EXTRACTO SELECCIONADO:
Nos acercamos a los planetas de nuestro sistema: son mundos pesados, cautivos del Sol, obligados gravitatoriamente a seguirlo en órbitas casi circulares, y calentados principalmente por la luz solar. Plutón, cubierto por hielo de metano y acompañado por su solitaria luna gigante, Caronte, está iluminado por un Sol distante, que apenas destaca como un punto de luz brillante en un cielo profundamente negro. Los mundos gaseosos gigantes, Neptuno, Urano, Saturno la joya del sistema solar y Júpiter están todos rodeados por un séquito de lunas heladas. En el interior de la región de los planetas gaseosos y de los icebergs en órbita están los dominios cálidos y rocosos del sistema solar interior. Está por ejemplo Marte, el planeta rojo, con encumbrados volcanes, grandes valles de dislocación, enormes tormentas de arena que abarcan todo el planeta y con una pequeña probabilidad de que existan algunas formas simples de vida. Todos los planetas están en órbita alrededor del Sol, la estrella más próxima, un infierno de gas de hidrógeno y de helio ocupado en reacciones termonucleares y que inunda de luz el sistema solar.

DATOS PROPORCIONADOS:
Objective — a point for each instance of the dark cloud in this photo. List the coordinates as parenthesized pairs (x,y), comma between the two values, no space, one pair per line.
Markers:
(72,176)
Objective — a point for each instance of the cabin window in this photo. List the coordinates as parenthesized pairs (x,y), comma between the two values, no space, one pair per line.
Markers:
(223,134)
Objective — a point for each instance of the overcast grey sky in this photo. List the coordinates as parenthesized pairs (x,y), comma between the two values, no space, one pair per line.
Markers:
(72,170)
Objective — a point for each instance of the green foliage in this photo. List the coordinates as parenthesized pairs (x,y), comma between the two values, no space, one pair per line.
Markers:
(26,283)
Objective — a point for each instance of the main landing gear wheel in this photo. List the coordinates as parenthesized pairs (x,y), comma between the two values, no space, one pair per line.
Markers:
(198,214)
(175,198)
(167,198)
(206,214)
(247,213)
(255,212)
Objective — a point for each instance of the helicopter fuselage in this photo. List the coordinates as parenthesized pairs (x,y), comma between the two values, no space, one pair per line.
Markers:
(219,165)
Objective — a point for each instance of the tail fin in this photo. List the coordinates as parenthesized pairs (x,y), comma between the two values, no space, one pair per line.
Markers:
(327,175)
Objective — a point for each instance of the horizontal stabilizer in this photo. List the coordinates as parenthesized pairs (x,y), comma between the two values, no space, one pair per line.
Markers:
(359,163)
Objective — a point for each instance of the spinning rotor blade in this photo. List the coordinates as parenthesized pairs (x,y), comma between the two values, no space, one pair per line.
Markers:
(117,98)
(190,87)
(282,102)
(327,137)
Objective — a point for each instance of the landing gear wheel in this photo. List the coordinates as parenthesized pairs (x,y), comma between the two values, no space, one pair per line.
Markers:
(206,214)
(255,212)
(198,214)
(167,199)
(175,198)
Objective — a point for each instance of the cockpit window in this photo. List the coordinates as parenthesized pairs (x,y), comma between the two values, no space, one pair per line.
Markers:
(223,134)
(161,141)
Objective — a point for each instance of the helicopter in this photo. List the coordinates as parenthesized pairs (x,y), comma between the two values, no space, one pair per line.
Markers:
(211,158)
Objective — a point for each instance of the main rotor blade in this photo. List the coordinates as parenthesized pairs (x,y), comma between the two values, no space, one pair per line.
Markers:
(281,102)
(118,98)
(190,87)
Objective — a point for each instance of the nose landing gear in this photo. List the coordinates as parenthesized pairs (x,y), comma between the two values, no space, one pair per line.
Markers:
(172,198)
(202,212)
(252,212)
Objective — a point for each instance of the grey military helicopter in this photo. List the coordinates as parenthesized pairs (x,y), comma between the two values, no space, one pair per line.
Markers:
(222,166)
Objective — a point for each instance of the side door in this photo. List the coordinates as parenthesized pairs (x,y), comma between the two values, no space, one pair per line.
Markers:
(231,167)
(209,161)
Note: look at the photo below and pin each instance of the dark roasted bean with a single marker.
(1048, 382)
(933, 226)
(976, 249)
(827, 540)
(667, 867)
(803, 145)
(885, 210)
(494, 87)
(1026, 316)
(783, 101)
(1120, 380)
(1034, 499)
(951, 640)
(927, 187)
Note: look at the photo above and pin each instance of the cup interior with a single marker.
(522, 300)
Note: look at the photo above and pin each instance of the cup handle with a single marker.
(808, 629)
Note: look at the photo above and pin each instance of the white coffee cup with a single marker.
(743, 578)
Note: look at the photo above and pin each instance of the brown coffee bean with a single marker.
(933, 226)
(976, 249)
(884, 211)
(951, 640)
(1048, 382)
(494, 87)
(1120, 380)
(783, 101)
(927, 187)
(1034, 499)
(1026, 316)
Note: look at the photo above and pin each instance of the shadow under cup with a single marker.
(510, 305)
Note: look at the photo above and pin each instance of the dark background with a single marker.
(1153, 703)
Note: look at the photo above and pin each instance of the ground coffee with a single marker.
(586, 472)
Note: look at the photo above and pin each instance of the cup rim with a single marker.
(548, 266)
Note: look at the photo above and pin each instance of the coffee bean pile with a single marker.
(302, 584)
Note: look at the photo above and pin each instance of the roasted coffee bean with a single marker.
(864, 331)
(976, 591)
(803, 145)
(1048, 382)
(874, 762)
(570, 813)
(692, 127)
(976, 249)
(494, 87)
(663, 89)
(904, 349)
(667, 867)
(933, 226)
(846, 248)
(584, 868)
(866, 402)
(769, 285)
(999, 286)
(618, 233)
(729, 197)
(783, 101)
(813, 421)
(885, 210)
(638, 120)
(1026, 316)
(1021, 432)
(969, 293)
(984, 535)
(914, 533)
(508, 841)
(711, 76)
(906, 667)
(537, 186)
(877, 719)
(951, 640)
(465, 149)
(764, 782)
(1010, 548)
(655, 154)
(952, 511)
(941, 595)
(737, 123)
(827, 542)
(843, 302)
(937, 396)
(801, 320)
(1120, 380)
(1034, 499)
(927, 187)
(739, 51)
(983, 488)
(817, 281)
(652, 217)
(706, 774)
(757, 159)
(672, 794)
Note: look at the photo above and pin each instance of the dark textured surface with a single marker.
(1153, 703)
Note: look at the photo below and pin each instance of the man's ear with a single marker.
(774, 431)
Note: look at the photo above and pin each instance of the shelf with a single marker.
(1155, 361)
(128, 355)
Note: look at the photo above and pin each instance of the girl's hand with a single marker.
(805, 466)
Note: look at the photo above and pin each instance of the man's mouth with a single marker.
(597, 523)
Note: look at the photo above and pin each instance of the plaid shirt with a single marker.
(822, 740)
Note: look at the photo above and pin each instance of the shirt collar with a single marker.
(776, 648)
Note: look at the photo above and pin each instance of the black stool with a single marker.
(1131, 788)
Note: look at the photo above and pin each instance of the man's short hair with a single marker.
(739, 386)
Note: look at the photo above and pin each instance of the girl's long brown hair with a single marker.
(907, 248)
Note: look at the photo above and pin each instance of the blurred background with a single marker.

OBJETIVOS:
(a) Según el fragmento sobre el sistema solar, ¿qué luna acompaña a Plutón?
(b) Prosiga el fragmento sobre el sistema solar a partir de su última oración.

RESULTADOS POR TAREA:
(a) Caronte, su solitaria luna gigante.

(b)
Finalmente, y acabando nuestro paseo, volvemos a nuestro mundo azul y blanco, diminuto y frágil, perdido en un océano cósmico cuya vastedad supera nuestras imaginaciones más audaces. Es un mundo entre una inmensidad de otros mundos. Sólo puede tener importancia para nosotros. La Tierra es nuestro hogar, nuestra madre. Nuestra forma de vida nació y evolucionó aquí. La especie humana está llegando aquí a su edad adulta. Es sobre este mundo donde desarrollamos nuestra pasión por explorar el Cosmos, y es aquí donde estamos elaborando nuestro destino, con cierto dolor y sin garantías.

Una excursión al interior de la Gran Nebulosa de Orión. El gas, estimulado por la luz de estrellas calientes, brilla con varios colores. Parte de la nebulosa está oscurecida por una nube de polvo absorbente. La Nebulosa de Orión puede verse a simple vista desde la tierra. (Pintura de John Allison).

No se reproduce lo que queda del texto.